> [EXERCISE GOAL]: Reproduce the stretch from the start of the records through the line containing "[0,290,177,356]", substituting "matches" for every "results" and leaving everything else unchanged. Give only those lines.

> [PROVIDED RECORDS]:
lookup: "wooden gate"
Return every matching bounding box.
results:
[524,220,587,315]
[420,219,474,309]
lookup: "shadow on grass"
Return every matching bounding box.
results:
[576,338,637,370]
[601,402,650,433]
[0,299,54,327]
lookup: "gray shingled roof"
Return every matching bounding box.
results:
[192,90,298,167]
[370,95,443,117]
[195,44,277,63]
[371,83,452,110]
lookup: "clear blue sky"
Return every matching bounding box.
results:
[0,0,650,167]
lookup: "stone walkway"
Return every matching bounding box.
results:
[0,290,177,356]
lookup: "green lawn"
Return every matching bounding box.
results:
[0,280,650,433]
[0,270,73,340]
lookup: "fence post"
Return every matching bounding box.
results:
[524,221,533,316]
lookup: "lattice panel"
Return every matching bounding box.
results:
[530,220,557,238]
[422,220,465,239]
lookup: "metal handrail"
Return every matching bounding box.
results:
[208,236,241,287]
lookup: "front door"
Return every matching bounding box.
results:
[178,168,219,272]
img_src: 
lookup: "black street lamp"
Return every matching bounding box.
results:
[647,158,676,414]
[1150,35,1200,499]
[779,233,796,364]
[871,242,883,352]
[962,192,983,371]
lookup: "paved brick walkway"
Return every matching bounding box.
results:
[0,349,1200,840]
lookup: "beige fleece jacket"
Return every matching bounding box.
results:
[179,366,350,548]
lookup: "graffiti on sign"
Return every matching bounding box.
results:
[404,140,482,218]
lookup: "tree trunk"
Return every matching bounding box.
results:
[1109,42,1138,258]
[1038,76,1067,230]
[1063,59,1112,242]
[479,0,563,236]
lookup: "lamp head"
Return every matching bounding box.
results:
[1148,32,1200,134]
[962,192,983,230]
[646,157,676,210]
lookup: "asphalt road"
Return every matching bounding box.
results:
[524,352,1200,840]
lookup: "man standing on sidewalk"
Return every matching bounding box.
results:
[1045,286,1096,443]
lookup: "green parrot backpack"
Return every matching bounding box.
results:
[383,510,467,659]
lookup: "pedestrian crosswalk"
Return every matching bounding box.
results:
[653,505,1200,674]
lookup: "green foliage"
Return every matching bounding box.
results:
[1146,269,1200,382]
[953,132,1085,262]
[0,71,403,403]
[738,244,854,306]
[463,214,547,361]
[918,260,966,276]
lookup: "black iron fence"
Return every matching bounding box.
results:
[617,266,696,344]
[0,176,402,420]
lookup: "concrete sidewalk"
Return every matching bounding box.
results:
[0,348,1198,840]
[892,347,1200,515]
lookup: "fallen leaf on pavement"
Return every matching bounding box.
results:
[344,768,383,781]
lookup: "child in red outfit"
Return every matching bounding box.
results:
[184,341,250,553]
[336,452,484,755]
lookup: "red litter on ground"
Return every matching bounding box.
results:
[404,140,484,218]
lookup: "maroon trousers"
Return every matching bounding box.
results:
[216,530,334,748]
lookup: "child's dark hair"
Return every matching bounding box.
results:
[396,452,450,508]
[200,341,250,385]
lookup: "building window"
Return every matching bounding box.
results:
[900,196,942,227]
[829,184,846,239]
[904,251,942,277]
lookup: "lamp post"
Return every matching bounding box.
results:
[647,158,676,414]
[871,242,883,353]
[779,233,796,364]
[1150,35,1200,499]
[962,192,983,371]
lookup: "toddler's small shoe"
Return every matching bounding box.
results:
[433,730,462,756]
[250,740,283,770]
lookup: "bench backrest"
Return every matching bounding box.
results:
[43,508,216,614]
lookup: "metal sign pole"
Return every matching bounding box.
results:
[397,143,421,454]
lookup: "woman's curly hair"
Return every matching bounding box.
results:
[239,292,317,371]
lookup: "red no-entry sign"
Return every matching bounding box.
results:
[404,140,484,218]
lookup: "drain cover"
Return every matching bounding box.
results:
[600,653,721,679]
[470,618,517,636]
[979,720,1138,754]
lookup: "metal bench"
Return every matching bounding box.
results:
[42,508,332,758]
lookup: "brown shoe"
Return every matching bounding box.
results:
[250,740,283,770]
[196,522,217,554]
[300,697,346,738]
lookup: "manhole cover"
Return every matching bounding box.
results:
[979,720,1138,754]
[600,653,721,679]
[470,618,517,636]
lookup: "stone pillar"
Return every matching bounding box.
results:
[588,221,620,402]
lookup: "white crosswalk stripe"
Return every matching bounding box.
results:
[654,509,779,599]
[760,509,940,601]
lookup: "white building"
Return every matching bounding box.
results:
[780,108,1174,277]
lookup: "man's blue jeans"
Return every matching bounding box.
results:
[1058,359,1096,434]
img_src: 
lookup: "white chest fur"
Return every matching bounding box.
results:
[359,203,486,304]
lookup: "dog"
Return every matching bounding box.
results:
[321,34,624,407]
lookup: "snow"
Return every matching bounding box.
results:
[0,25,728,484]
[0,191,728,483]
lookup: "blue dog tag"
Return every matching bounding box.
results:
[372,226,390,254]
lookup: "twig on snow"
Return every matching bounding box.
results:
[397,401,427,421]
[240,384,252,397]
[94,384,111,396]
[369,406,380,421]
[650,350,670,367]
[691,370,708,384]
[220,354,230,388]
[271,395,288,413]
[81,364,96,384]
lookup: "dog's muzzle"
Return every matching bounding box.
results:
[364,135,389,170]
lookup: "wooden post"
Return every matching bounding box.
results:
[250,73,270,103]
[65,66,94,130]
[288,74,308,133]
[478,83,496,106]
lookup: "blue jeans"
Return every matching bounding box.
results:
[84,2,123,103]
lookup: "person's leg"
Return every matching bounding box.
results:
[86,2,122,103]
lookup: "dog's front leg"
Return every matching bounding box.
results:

> [RESPONSE TO THIS TASK]:
lookup: "wooden gate"
Return every matching bounding box.
matches:
[524,220,587,315]
[420,219,474,309]
lookup: "shadow on grass"
Return every matching bounding box.
matches:
[576,338,637,370]
[601,402,650,433]
[0,299,54,327]
lookup: "gray shingled roof"
Return every matching bounding box.
matches:
[192,90,298,167]
[370,95,443,117]
[195,44,277,63]
[371,83,452,110]
lookup: "clear blue sky"
Return every matching bounding box.
matches:
[0,0,650,167]
lookup: "stone walkway"
Return every matching bounding box.
matches:
[0,290,177,356]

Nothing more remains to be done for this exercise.